-- Begin Data supplied --
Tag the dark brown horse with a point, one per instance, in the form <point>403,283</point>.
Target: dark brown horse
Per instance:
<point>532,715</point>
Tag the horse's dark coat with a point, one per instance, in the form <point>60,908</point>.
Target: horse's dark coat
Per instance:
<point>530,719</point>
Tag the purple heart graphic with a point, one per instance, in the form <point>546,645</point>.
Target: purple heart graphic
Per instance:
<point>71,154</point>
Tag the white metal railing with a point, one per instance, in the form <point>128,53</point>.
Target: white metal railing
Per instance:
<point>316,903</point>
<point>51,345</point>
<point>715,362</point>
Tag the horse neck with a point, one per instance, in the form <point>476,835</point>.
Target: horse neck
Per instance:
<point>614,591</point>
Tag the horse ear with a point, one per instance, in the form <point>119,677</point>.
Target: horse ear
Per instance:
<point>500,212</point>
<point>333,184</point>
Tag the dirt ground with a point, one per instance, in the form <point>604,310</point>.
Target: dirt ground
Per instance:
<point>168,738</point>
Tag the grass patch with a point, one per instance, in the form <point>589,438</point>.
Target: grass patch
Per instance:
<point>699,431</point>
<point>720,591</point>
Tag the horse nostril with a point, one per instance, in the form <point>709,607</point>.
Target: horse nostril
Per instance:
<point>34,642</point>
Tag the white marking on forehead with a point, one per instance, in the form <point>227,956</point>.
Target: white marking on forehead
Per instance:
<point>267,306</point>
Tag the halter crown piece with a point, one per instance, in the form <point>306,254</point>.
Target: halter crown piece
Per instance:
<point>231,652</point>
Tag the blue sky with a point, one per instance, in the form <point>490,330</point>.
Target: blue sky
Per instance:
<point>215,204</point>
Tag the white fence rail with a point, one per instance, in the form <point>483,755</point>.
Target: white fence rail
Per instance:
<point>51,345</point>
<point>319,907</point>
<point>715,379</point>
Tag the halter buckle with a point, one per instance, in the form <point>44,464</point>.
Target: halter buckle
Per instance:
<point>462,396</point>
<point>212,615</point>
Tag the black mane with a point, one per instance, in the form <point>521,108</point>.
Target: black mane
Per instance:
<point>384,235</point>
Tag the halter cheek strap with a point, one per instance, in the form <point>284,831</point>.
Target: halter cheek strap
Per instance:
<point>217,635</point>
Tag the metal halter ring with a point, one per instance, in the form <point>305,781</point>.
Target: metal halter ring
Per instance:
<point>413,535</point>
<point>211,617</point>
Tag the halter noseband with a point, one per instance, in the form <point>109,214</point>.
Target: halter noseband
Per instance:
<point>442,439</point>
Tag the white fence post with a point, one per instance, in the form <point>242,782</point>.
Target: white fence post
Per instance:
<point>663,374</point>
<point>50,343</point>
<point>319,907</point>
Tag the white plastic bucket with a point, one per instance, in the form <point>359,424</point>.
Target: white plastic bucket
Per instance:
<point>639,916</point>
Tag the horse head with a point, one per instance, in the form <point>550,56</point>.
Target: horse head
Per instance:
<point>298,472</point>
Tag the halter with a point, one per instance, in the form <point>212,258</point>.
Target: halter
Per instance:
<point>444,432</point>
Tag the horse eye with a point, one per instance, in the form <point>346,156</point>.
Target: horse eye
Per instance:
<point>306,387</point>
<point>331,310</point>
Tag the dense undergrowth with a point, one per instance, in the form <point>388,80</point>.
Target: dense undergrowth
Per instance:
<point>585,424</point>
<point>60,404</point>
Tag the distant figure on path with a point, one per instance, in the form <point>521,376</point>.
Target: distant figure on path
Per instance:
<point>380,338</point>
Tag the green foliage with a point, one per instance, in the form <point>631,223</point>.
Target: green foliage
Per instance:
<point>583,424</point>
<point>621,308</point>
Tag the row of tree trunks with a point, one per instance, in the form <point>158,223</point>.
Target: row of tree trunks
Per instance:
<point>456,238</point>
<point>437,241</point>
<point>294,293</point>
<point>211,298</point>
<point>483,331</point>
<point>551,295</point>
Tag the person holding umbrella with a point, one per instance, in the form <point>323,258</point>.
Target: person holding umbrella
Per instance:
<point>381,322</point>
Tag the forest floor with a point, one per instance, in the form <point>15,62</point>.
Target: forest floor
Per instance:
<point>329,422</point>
-- End Data supplied --
→ **Objective**: Copy out all of the data above, line by line, without changing a single character.

→ **In response**:
Tag the dark brown horse with a point, one per instance, in the form <point>403,283</point>.
Target: dark brown horse
Per instance:
<point>532,715</point>
Tag the horse's dark coat with a point, one per instance, in the form <point>60,908</point>.
Target: horse's dark coat
Per instance:
<point>530,719</point>
Tag the purple heart graphic with a point, one per instance, in the form <point>546,645</point>.
Target: purple heart graphic
Per instance:
<point>71,154</point>
Tag the white metal railing with a point, one per instance, in the form <point>128,53</point>.
Target: white metal railing
Per instance:
<point>316,903</point>
<point>51,345</point>
<point>715,362</point>
Tag the horse neck with a point, one per instance, in the form <point>476,835</point>.
Target: horse neck
Per instance:
<point>614,591</point>
Tag the horse ear with a point, one per instance, in the form <point>119,677</point>.
Target: horse ear
Per instance:
<point>500,212</point>
<point>333,184</point>
Tag the dirt ground with a point, one per instance, in the form <point>604,310</point>.
Target: dirt ground
Per instance:
<point>168,738</point>
Tag the grass patch with a point, one per instance, in the form <point>589,438</point>.
Target: grass patch
Per instance:
<point>699,431</point>
<point>720,591</point>
Tag the horse nostril with a point, one per instance, in the form <point>709,607</point>.
Target: horse nostril
Per instance:
<point>34,642</point>
Tag the white marking on forehead with a point, one per instance, in the form <point>227,956</point>.
Target: white marking on forehead
Per instance:
<point>267,306</point>
Tag the halter crown piece with a point, one per instance, in the form <point>306,254</point>.
Target: halter crown piece
Per instance:
<point>231,652</point>
Tag the blue sky with a point, one per instance, in the form <point>490,330</point>.
Target: blue sky
Per instance:
<point>215,204</point>
Tag the white fence rail with a point, one per instance, in the form <point>483,755</point>.
Target: white fence rail
Per instance:
<point>51,345</point>
<point>319,907</point>
<point>715,379</point>
Tag the halter buckle with a point, one per instance, in the form <point>44,464</point>.
Target: halter buckle
Per instance:
<point>462,396</point>
<point>212,615</point>
Tag the black mane with a point, one per instance, in the form <point>521,108</point>.
Target: black mane
Per instance:
<point>384,235</point>
Tag the halter cheek strap with a point, one per instance, in the form <point>284,831</point>.
Target: halter cheek strap
Per instance:
<point>217,635</point>
Tag the metal halter ring with a point, one per instance, in the form <point>305,781</point>.
Target: metal halter ring
Per instance:
<point>413,535</point>
<point>211,617</point>
Tag the halter noseband with a point, one per instance, in the form <point>109,214</point>.
Target: halter noseband
Per instance:
<point>442,439</point>
Tag the white fence post with a point, one per instance, in the form <point>242,782</point>.
Target: white fence post
Per instance:
<point>663,374</point>
<point>50,343</point>
<point>319,907</point>
Tag the white plastic bucket with a point, one per instance, in the form <point>359,424</point>.
Target: white plastic bucket
Per instance:
<point>639,916</point>
Tag the horse head with a point, one per instance, in the form <point>550,56</point>.
Target: horse head
Per instance:
<point>298,472</point>
Tag the halter with a point, one per instance, in the form <point>212,258</point>.
Target: halter
Per instance:
<point>444,432</point>
Tag the horse eye with a point, one per instance, in the form <point>346,156</point>.
Target: horse eye
Per instance:
<point>306,387</point>
<point>331,310</point>
Tag the dense undergrowth with a point, one per instance, in the form <point>388,80</point>.
Target: dense undergrowth
Per instance:
<point>585,424</point>
<point>60,404</point>
Tag the distant figure on path with a point, one per instance, in the form <point>521,376</point>.
Target: distant figure on path
Per instance:
<point>380,338</point>
Tag the green foliage with a point, one per instance, in the form <point>631,223</point>.
Target: green foliage
Per instance:
<point>583,424</point>
<point>621,308</point>
Tag the row of tree trunks with a point, one per instance, in the form <point>158,223</point>.
Target: row of tree trunks
Per instance:
<point>456,238</point>
<point>437,241</point>
<point>294,293</point>
<point>211,298</point>
<point>483,331</point>
<point>551,295</point>
Tag the person holding umbrella with a point, one per instance, in the form <point>323,258</point>.
Target: person holding umbrella
Per instance:
<point>381,322</point>
Tag the forest floor with a point, one per instance, in the form <point>15,62</point>.
Target: forest floor
Per instance:
<point>329,422</point>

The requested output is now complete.